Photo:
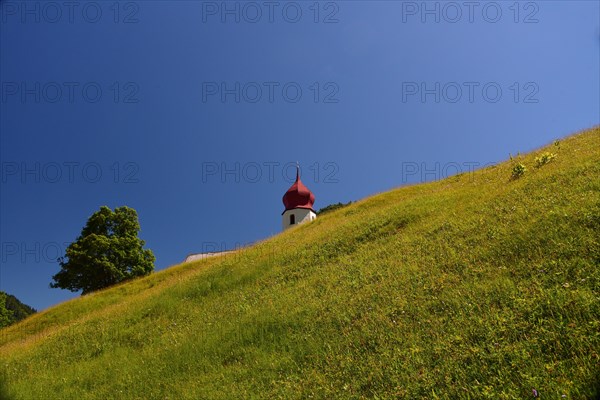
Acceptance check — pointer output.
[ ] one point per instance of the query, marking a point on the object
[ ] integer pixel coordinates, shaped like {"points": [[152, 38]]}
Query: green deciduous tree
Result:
{"points": [[6, 315], [107, 252]]}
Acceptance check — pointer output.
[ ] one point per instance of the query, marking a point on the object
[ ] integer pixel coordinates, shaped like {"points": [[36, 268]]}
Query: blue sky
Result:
{"points": [[194, 113]]}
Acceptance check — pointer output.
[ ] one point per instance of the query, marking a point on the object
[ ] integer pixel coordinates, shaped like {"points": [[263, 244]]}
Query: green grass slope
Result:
{"points": [[477, 286]]}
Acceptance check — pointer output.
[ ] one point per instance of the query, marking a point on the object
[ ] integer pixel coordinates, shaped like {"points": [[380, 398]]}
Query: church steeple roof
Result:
{"points": [[298, 195]]}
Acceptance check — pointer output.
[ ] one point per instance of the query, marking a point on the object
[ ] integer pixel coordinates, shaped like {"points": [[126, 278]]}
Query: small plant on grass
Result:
{"points": [[518, 171], [544, 159]]}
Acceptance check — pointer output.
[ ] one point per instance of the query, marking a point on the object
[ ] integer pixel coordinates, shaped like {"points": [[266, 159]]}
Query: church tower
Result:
{"points": [[298, 202]]}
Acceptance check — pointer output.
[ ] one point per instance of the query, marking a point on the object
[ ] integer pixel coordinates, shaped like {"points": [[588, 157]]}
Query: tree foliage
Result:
{"points": [[6, 315], [107, 252]]}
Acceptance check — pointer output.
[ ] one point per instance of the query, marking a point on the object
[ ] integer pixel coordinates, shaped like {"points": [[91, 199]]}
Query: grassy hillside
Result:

YOUR ASSIGNMENT -> Show each line in the listing above that has "coordinates".

SOLUTION TO THIS EXERCISE ->
[ ] integer pixel coordinates, shaped like {"points": [[152, 38]]}
[ ] integer pixel coordinates, shaped like {"points": [[36, 268]]}
[ ] integer pixel coordinates, shaped like {"points": [[263, 244]]}
[ ] integer pixel coordinates, shaped like {"points": [[380, 398]]}
[ ] integer pixel coordinates, shaped like {"points": [[126, 278]]}
[ ] integer pixel coordinates, shaped like {"points": [[266, 159]]}
[ ] integer pixel coordinates, shaped like {"points": [[588, 157]]}
[ ] integer pixel coordinates, shaped like {"points": [[91, 199]]}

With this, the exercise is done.